Exercise goal: Reproduce every one of the following records verbatim, from the first line through the last.

[Coordinate annotation records]
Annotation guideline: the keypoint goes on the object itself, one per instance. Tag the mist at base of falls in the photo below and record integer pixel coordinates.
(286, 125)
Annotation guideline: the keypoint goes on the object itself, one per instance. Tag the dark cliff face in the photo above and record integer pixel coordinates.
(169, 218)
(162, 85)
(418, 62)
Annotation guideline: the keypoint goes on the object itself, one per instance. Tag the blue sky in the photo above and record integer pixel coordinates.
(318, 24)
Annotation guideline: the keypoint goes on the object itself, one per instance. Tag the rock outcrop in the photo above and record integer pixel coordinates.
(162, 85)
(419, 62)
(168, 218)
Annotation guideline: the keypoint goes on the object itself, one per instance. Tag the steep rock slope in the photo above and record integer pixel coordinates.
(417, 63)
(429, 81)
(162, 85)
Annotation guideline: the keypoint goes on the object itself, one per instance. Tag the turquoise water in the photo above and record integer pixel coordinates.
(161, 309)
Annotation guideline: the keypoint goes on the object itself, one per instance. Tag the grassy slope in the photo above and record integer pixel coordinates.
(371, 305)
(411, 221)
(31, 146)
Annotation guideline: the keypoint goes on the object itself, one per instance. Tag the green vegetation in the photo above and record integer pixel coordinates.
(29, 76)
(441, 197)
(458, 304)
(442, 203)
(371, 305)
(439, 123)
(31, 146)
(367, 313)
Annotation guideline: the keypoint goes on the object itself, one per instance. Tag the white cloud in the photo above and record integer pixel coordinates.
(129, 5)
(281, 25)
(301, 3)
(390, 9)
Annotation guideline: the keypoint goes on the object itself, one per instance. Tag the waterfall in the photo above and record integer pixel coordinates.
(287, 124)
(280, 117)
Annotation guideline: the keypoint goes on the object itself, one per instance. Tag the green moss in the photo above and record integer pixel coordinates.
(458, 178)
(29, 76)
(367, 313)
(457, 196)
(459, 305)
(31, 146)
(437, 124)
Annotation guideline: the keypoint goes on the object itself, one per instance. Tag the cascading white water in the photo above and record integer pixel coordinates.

Written answer:
Annotation guideline: the keypoint goes on the object itself, one per instance. Tag the mist at base of falls in the photo below and record integer pixel coordinates.
(286, 125)
Annotation guideline: the keypoint goes on the object itself, one per instance. Tag the dark cliff face in the photo above and record integer pixel coordinates.
(169, 218)
(162, 85)
(418, 62)
Annotation guideline: the keypoint goes on the object itself, one per instance. Tag the blue sky in the photo above and record integer pixel coordinates.
(318, 24)
Annotation guideline: the keypoint goes on the object itself, one per instance. Tag the rock outcrop in the photo above and record integer pixel coordinates.
(162, 85)
(419, 62)
(168, 218)
Annotation guideline: the keypoint goes on the object itself, one per instance. Tag the steep rock slope in the photo above and record integer pixel coordinates.
(417, 63)
(429, 81)
(162, 85)
Annotation guideline: the keypoint goes on the object itself, one per instance. Tag the turquoise water in the photo above and record integer pixel coordinates.
(161, 309)
Annotation guideline: the keypoint goes on the object itself, one per instance. Tag the grassy slope in the photo above and record integer pixel coordinates.
(371, 305)
(411, 221)
(31, 146)
Annotation guideline: the keypoint goes on the object itself, one per instance. Tag the green vegetation in the photo above and record integer pixel coordinates.
(29, 76)
(441, 197)
(458, 304)
(442, 203)
(371, 305)
(439, 123)
(31, 146)
(367, 313)
Annotation guideline: the keypoint goes on the object itself, one per instance. Tag the white cloud in the photo above and record integer pixel coordinates.
(129, 5)
(281, 25)
(301, 3)
(390, 9)
Annotation guideline: the keypoint goes on the object itself, one per instance. Tag the waterfall in the photo above and record integer pixel coordinates.
(287, 124)
(280, 117)
Annotation guideline: the keypoint goes on the object itself, one per instance. Tag the green moss in the photo above and record integer pixel coordinates.
(458, 178)
(29, 76)
(367, 313)
(457, 196)
(459, 305)
(31, 146)
(437, 124)
Annotation guideline: the keypoint goes on the object itself, one per instance. Tag the cascading white water in the photo above and record integer pixel coordinates.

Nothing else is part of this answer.